Whenever the word "Look" shows up in a line of the data, copy that line.
────
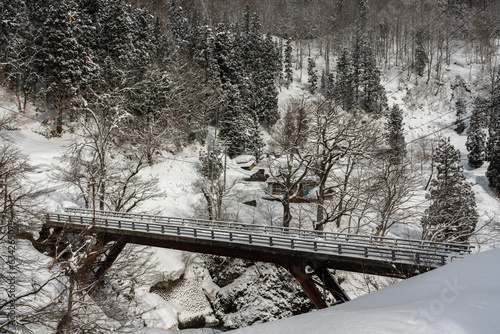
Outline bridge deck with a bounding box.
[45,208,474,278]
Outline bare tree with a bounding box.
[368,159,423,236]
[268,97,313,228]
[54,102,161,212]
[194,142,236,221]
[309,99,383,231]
────
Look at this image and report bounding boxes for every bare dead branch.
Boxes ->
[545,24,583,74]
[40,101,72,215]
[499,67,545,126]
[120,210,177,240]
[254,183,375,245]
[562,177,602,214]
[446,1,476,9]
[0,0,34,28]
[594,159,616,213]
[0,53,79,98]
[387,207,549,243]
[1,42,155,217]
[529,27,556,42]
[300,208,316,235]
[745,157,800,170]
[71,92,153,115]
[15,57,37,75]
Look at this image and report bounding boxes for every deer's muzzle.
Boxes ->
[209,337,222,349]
────
Response to the exercise:
Look at this image and report bounding boxes for every bare dead branch.
Look at this image and report bounding boxes for every deer's muzzle.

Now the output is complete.